§ Document segment
┌──

In this section, we show how multi-scale modelling has been implemented for ICEs and also suggest improvements. One can separate the problem into the micro- or molecular, meso- or nanoparticle, and macro- or continuum scales.

### (a) Complex reaction networks

Gas-phase combustion chemistry can be investigated using detailed chemical models sometimes called mechanisms. These mechanisms are collections of species and reactions, i.e. detailed descriptions on the molecular level. Such a model for a fuel can contain up to several thousand reactions whose rates are given by the so-called Arrhenius expression containing at least three constants. There are two major difficulties with this approach. Firstly, the determination of the rate constants, and secondly, despite the size of the models, there may still be a number of important pathways missing. The latter problem can be addressed by generating the reaction networks automatically and simultaneously reducing them (Green 2007).

└──

§ Information supplied
┌──

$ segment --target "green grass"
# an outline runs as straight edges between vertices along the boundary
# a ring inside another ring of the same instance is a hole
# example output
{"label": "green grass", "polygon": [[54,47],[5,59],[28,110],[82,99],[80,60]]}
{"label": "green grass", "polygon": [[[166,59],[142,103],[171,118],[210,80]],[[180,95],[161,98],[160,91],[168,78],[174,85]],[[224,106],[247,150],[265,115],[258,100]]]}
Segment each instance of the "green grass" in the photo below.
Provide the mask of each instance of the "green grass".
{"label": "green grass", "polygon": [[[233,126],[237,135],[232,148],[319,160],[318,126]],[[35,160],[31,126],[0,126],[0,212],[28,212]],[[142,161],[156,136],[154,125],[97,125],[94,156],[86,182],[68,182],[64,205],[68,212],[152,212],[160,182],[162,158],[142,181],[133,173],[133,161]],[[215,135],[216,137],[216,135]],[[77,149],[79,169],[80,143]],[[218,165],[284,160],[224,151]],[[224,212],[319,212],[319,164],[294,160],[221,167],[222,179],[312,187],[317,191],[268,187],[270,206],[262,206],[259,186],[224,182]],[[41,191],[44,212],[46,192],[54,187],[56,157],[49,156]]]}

└──

§ Work required
Retype the section on multi-scale modelling and complex reaction networks word for word, from start to finish.

§ Response for this exercise
In this section, we show how multi-scale modelling has been implemented for ICEs and also suggest improvements. One can separate the problem into the micro- or molecular, meso- or nanoparticle, and macro- or continuum scales.

### (a) Complex reaction networks

Gas-phase combustion chemistry can be investigated using detailed chemical models sometimes called mechanisms. These mechanisms are collections of species and reactions, i.e. detailed descriptions on the molecular level. Such a model for a fuel can contain up to several thousand reactions whose rates are given by the so-called Arrhenius expression containing at least three constants. There are two major difficulties with this approach. Firstly, the determination of the rate constants, and secondly, despite the size of the models, there may still be a number of important pathways missing. The latter problem can be addressed by generating the reaction networks automatically and simultaneously reducing them (Green 2007).